### What is being asked
Continue the opinion piece below on the Santa Clara City Council and the Brown Act, starting after its last sentence.

### Text block
It only took two hours and input from an independent attorney for Santa Clara City Council to decide if a special meeting could be called.
These nitpicking concerns about procedure, policy and practice are pretty petty.
Mayor Lisa Gillmor has raised concerns about the Brown Act being violated — by whether or not the Council Members “thought” it was a special meeting or not — which would negate the validity of the meeting. She has used that argument to forestall the new Council in their attempt to hold a performance review of City Attorney Brian Doyle.
Now, this is hilarious coming from Gillmor.
When Gillmor had a voting majority on Council, she held special “meetings” regularly following Council meetings with her Council supporters. She and her Council allies would gather in the Mayor’s office in City Hall and, we presume, review their work of the night.
The Brown Act was passed by the State Legislature in 1953. It was an effort to create transparency, inform the public and curtail secret dealing among members of public agency boards.
It has been virtually meaningless.
While the Brown Act has received volumes of press, there has been virtually no prosecution of violations. The law requires complainants to notify the public agency — “cease and desist.” The public agency has 30 days to commit to “cure and correct” the violation. Any lawsuit that’s brought has to be dismissed if the agency does this, regardless of timing.
So even if the Brown Act applied to what people thought — which it doesn’t — the worst consequence would be that the City Council would have to redo any actions taken.
Considering Gillmor and Doyle’s recklessness about litigation, it’s hard to imagine them worrying about lawsuits that have next to no probability of being brought.

### Record excerpts
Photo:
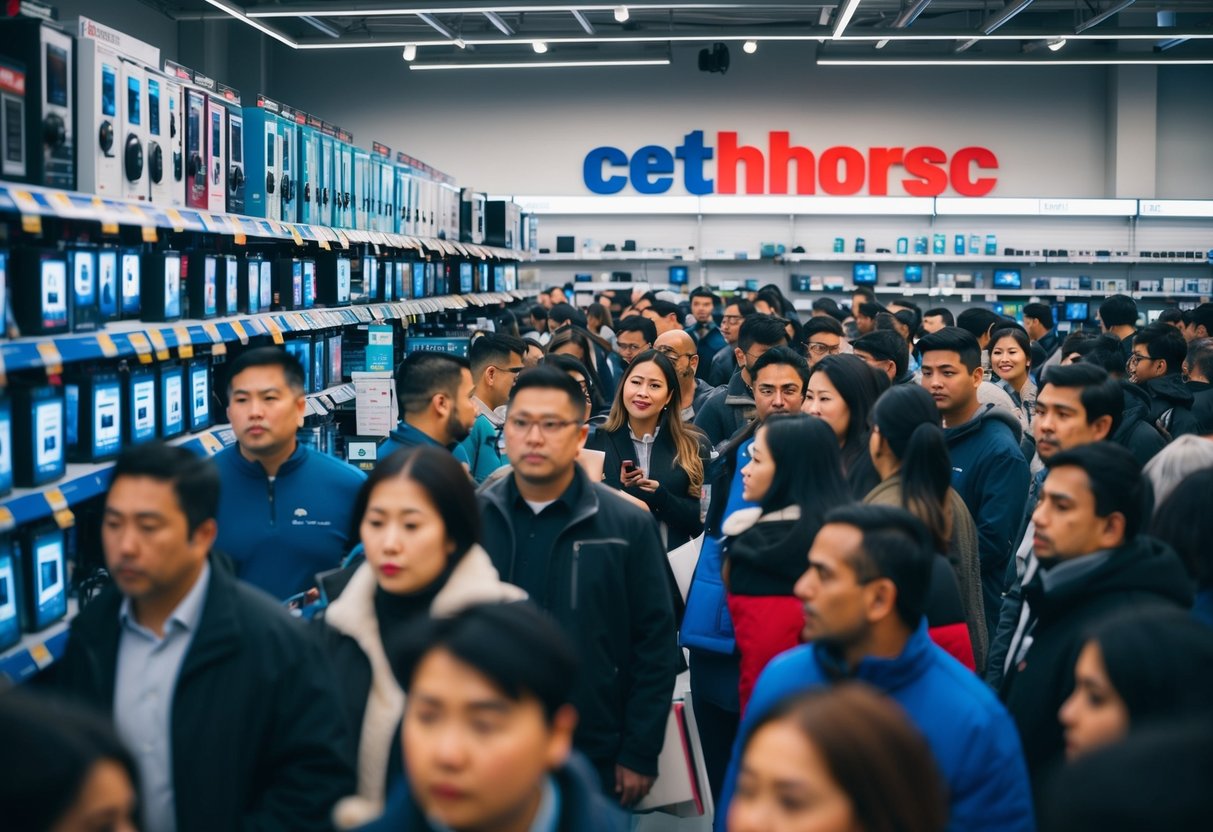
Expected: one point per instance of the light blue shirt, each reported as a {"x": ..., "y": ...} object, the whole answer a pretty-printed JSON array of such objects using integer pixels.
[{"x": 148, "y": 667}]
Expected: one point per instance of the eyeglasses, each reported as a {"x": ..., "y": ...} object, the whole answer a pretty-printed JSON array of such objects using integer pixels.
[{"x": 548, "y": 427}]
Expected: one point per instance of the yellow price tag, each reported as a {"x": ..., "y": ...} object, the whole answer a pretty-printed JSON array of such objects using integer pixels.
[{"x": 51, "y": 358}]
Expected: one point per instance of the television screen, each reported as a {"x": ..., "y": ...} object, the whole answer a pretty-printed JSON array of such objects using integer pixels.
[{"x": 1007, "y": 279}]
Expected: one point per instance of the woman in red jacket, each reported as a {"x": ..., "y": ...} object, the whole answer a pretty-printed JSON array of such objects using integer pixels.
[{"x": 795, "y": 476}]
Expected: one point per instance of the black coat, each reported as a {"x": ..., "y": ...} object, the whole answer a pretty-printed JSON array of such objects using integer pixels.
[
  {"x": 257, "y": 742},
  {"x": 608, "y": 585},
  {"x": 670, "y": 503}
]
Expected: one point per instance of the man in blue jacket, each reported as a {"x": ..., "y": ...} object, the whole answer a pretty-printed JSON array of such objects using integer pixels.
[
  {"x": 864, "y": 596},
  {"x": 284, "y": 509},
  {"x": 989, "y": 469}
]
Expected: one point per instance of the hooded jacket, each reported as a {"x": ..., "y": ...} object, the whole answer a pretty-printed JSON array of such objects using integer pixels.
[
  {"x": 1061, "y": 600},
  {"x": 969, "y": 733},
  {"x": 990, "y": 473},
  {"x": 372, "y": 697}
]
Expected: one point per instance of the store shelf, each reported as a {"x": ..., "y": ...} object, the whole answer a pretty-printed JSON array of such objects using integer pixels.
[{"x": 33, "y": 203}]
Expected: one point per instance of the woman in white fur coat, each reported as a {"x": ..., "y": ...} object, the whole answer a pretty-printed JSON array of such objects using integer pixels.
[{"x": 420, "y": 528}]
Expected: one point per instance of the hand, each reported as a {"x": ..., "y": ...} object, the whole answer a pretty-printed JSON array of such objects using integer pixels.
[{"x": 630, "y": 786}]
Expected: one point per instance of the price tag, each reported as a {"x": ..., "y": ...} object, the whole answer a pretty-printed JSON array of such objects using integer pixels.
[{"x": 51, "y": 358}]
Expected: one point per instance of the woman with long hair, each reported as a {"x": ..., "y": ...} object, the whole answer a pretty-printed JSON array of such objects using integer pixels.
[
  {"x": 650, "y": 452},
  {"x": 795, "y": 476},
  {"x": 841, "y": 392},
  {"x": 910, "y": 454},
  {"x": 420, "y": 526}
]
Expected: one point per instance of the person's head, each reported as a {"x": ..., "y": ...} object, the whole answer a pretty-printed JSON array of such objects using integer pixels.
[
  {"x": 884, "y": 352},
  {"x": 1011, "y": 355},
  {"x": 1094, "y": 497},
  {"x": 1135, "y": 668},
  {"x": 823, "y": 336},
  {"x": 488, "y": 714},
  {"x": 415, "y": 517},
  {"x": 434, "y": 392},
  {"x": 545, "y": 428},
  {"x": 266, "y": 402},
  {"x": 496, "y": 360},
  {"x": 633, "y": 335},
  {"x": 735, "y": 311},
  {"x": 1076, "y": 405},
  {"x": 1117, "y": 311},
  {"x": 951, "y": 371},
  {"x": 1159, "y": 349},
  {"x": 1037, "y": 320},
  {"x": 679, "y": 348},
  {"x": 702, "y": 303},
  {"x": 836, "y": 759},
  {"x": 937, "y": 319},
  {"x": 907, "y": 438},
  {"x": 842, "y": 391},
  {"x": 779, "y": 379},
  {"x": 979, "y": 323},
  {"x": 867, "y": 579},
  {"x": 664, "y": 315},
  {"x": 62, "y": 769},
  {"x": 756, "y": 336},
  {"x": 159, "y": 520}
]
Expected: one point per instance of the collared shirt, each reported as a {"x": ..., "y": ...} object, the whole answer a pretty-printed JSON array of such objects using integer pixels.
[
  {"x": 535, "y": 537},
  {"x": 144, "y": 683}
]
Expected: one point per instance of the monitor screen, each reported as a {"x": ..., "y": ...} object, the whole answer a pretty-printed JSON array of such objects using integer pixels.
[{"x": 1007, "y": 279}]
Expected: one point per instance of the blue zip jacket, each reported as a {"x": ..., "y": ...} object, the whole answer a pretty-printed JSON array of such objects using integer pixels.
[
  {"x": 282, "y": 531},
  {"x": 968, "y": 730}
]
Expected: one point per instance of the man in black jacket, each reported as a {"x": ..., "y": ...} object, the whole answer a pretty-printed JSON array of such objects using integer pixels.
[
  {"x": 1092, "y": 560},
  {"x": 227, "y": 705},
  {"x": 596, "y": 563}
]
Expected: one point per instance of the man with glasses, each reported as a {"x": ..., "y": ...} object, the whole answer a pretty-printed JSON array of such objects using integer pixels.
[
  {"x": 679, "y": 348},
  {"x": 596, "y": 563},
  {"x": 496, "y": 360},
  {"x": 823, "y": 336}
]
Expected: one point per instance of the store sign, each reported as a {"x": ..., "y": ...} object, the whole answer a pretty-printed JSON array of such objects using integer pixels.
[{"x": 836, "y": 171}]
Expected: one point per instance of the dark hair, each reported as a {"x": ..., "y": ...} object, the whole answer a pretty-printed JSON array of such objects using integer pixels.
[
  {"x": 268, "y": 357},
  {"x": 423, "y": 375},
  {"x": 859, "y": 386},
  {"x": 1115, "y": 479},
  {"x": 886, "y": 346},
  {"x": 49, "y": 751},
  {"x": 819, "y": 324},
  {"x": 1102, "y": 394},
  {"x": 941, "y": 312},
  {"x": 897, "y": 546},
  {"x": 641, "y": 324},
  {"x": 954, "y": 340},
  {"x": 493, "y": 348},
  {"x": 767, "y": 330},
  {"x": 194, "y": 479},
  {"x": 1163, "y": 341},
  {"x": 1041, "y": 312},
  {"x": 872, "y": 751},
  {"x": 977, "y": 322},
  {"x": 517, "y": 645},
  {"x": 444, "y": 482},
  {"x": 1185, "y": 522},
  {"x": 910, "y": 422},
  {"x": 548, "y": 379},
  {"x": 1118, "y": 311}
]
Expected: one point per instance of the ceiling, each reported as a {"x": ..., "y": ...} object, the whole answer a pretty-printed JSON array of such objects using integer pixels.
[{"x": 883, "y": 32}]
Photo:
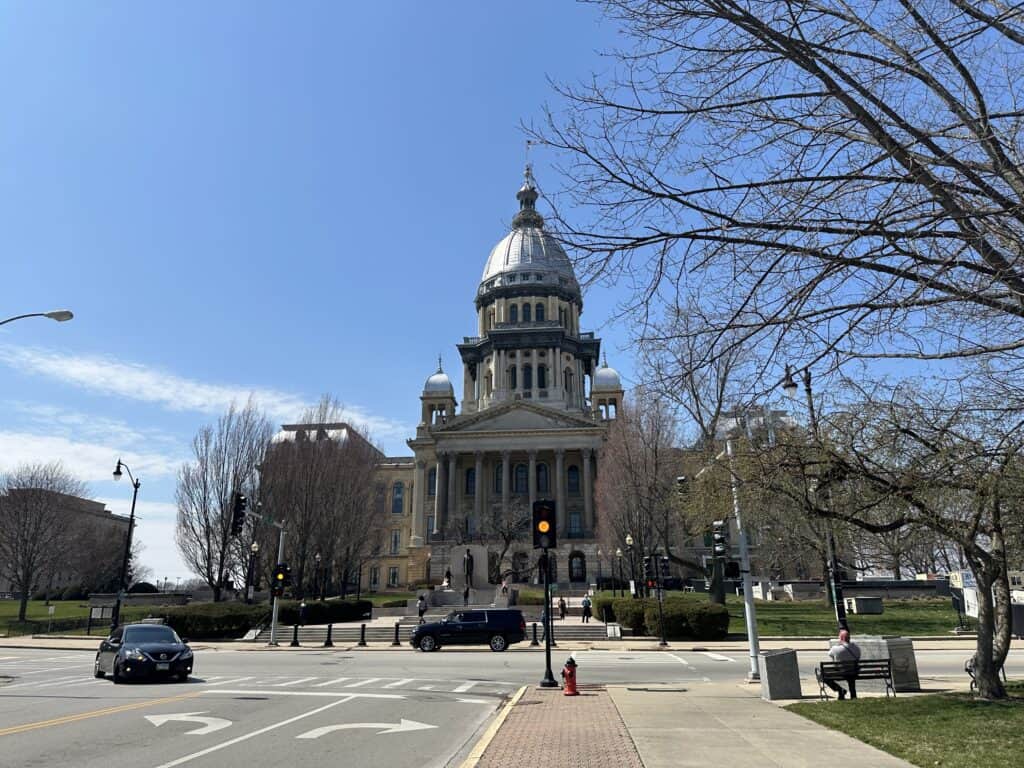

### Result of the exercise
Apparently, Gillmor knows this, as her after-Council confabs were continued without concern.
However, she has not been hesitant in hammering home to the new Council their need to take an obsessive abundance of caution by not interacting outside of Council.
Maybe they have been overly cautious. Especially when it takes two hours in a special meeting for the Council to declare they wish to have a special meeting.
This is not an endorsement or encouragement to Council Members to ignore the law. It’s merely to observe the law has not been a deterrent for the Mayor.
Now, back to the special meeting, which was or is, to do a performance review of City Attorney Doyle.
Well, it is long overdue, about four months overdue. Doyle withheld a settlement offer from the CVRA attorney to the Council, which he apparently now denies — although he waited four months to refute something that would professionally disgrace him. This was the offer made the week before the appeals court hearing in December of the CVRA lawsuit. Had the Council accepted the offer, the City would have saved a million dollars in award money. In addition, Santa Clara would have saved tens of thousands in outside attorney fees.
But Doyle never shared this offer with the Council.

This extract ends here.